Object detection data
════════════════

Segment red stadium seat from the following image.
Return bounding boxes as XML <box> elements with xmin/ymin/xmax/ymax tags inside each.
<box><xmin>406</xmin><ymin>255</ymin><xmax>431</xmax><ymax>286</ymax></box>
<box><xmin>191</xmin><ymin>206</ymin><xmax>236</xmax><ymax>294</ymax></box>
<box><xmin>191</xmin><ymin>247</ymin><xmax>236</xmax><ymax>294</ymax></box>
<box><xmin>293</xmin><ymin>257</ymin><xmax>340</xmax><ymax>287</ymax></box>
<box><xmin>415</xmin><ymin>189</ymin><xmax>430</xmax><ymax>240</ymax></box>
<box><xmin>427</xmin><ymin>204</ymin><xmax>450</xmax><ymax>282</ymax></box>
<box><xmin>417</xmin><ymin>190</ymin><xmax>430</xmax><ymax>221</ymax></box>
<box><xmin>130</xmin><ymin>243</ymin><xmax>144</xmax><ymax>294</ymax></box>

════════════════

_REQUIREMENT_:
Could you recast every line of the data above as a Markdown table with the columns "No." and "Line", numbering the rows and leaving out blank lines?

_EXERCISE SOLUTION_:
| No. | Line |
|---|---|
| 1 | Segment red stadium seat from the following image. |
| 2 | Return bounding boxes as XML <box> elements with xmin/ymin/xmax/ymax tags inside each. |
| 3 | <box><xmin>406</xmin><ymin>255</ymin><xmax>431</xmax><ymax>286</ymax></box> |
| 4 | <box><xmin>191</xmin><ymin>206</ymin><xmax>236</xmax><ymax>294</ymax></box> |
| 5 | <box><xmin>191</xmin><ymin>247</ymin><xmax>236</xmax><ymax>294</ymax></box> |
| 6 | <box><xmin>293</xmin><ymin>257</ymin><xmax>340</xmax><ymax>287</ymax></box> |
| 7 | <box><xmin>415</xmin><ymin>189</ymin><xmax>430</xmax><ymax>240</ymax></box> |
| 8 | <box><xmin>427</xmin><ymin>204</ymin><xmax>450</xmax><ymax>282</ymax></box> |
| 9 | <box><xmin>417</xmin><ymin>190</ymin><xmax>430</xmax><ymax>221</ymax></box> |
| 10 | <box><xmin>130</xmin><ymin>243</ymin><xmax>144</xmax><ymax>294</ymax></box> |